First off, let me say, it's good to see this thread active again. 
Now, pyromanic guy, are you saying, you won't be taxxed on that structure? That seems odd to me, if it is a "permanent structure'", which means, as I know it, a concrete foundation. I know things differ from town to town, so I'll take your word for it. Is it a rural community? I am guessing it is by the pics, and the fact that the township does not issue permits, which is odd too.
It looks great by the way. When do you start work on the house, and how many woodstoves are you installing?
Lastly, I have to add, that PA is one of the coolest states, because it is not afraid to be different in many regards, like the local cops without radar thing. Let's keep things that way. Freedom is preciouse. So is good spelling, but I don't really know much about that.


----------



## jerseydevil (Apr 16, 2007)

One more thing Pyromaniac guy. Is that a CRV you are towing with? I ask because I just bought a hitch for my 05, and was wondering how it works. I know it can't tow much but it is nice to know I can bring things home from the depot, or move my splitter around if need be. Do you have a putnam hitch? I do and it mounts to the spare wheel storage thing under the back, which tells me it is strictly for light duty, but again that's ok with me. I am not sure if that's a crv or a passpot, but please let me know. Thanks.


----------



## pyromaniac guy (Apr 17, 2007)

# Objective A
Rewrite the forum thread from "Now, pyromanic guy, are" up to and including "are you installing?", changing "woodstoves" to "wood stoves".
# Objective B
Please continue the forum thread about the new structure and the towing hitch from the point where it stops.

# Given material
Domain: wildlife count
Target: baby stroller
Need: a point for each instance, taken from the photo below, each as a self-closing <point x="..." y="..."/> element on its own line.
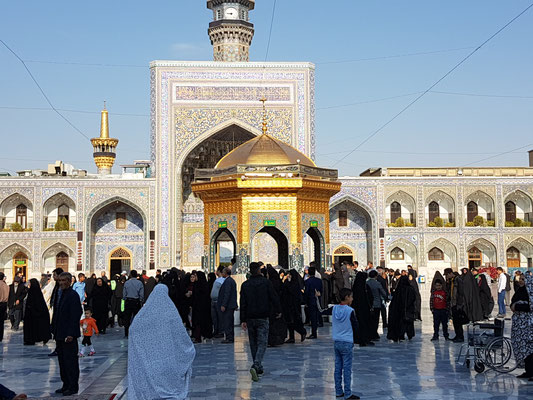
<point x="487" y="347"/>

# Written answer A
Now, pyromanic guy, are you saying, you won't be taxxed on that structure? That seems odd to me, if it is a "permanent structure'", which means, as I know it, a concrete foundation. I know things differ from town to town, so I'll take your word for it. Is it a rural community? I am guessing it is by the pics, and the fact that the township does not issue permits, which is odd too.
It looks great by the way. When do you start work on the house, and how many wood stoves are you installing?

# Written answer B
jerseydevil said:


> First off, let me say, it's good to see this thread active again.
> Now, pyromanic guy, are you saying, you won't be taxxed on that structure? That seems odd to me, if it is a "permanent structure'", which means, as I know it, a concrete foundation. I know things differ from town to town, so I'll take your word for it. Is it a rural community? I am guessing it is by the pics, and the fact that the township does not issue permits, which is odd too.
> It looks great by the way. When do you start work on the house, and how many woodstoves are you installing?
> Lastly, I have to add, that PA is one of the coolest states, because it is not afraid to be different in many regards, like the local cops without radar thing. Let's keep things that way. Freedom is preciouse. So is good spelling, but I don't really know much about that.




hey jersey,

i don't know if i will be taxed on the structure once i build the house and they reassess everything, but as of now, no, i pay no tax on it. it is a rural community. my neighbor to the back is a steer farm. (LOL) 

the wife and i want to have the land totally paid off and a chunk of money in the bank before we build, so we will start in spring 2009. we bought a harman wood stove from her grandmother (which wasn't in use anymore) for $100 (steal), and we are probably going to go with geo-thermal for back-up.

as far as the vehicle, yes, it is a CRV. i don't know what style the hitch is, because i had someone else install it. the CRV will haul about 1000 lbs. i have used my utility trailer to haul wood, blocks, tillers, furniture, pretty much everything as long as i don't overload it. i also haul a 15' bayliner with it...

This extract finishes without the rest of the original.